▸ **WHAT IS EXPECTED**: In every one of the records below, swap "Greenhouse-scouting" for "Field-survey" and keep everything else unchanged. Leave the pictures out of your copy.

----

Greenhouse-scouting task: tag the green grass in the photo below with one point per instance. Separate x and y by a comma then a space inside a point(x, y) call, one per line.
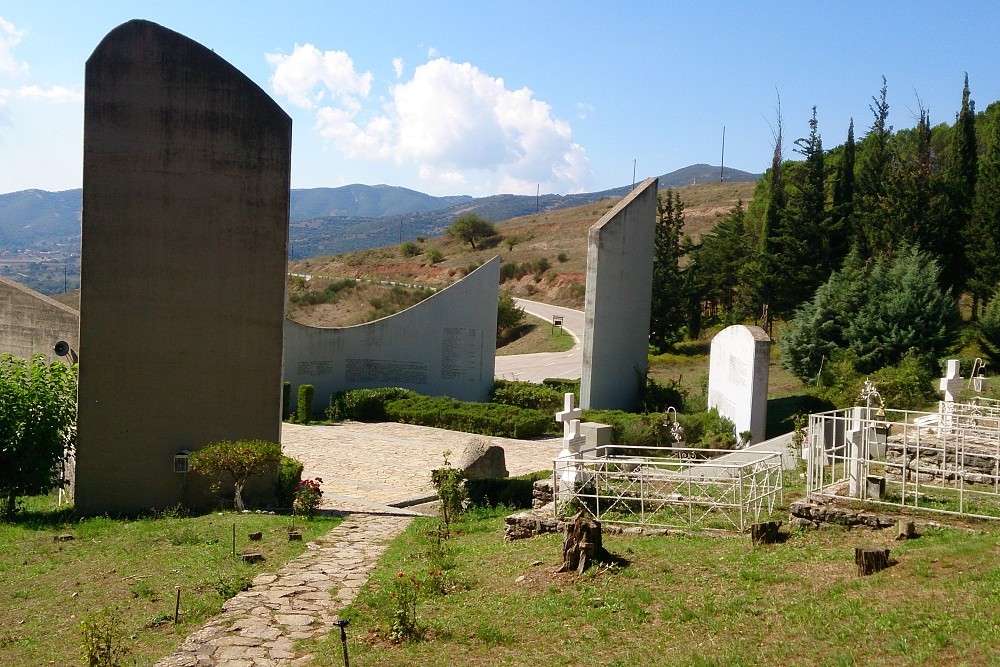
point(687, 600)
point(133, 566)
point(533, 337)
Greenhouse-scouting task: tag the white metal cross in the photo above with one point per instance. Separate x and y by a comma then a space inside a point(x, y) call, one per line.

----

▸ **ANSWER TO THE EXERCISE**:
Field-survey task: tag the green grass in the photo below with one point per instance. Separate x and y by a comma then a space inside a point(x, y) call, one per line.
point(687, 600)
point(133, 566)
point(533, 337)
Field-survey task: tag the white metal cross in the photo above with one point per instance. Separate x and y by a comma then a space inside a point(x, y) call, one per line.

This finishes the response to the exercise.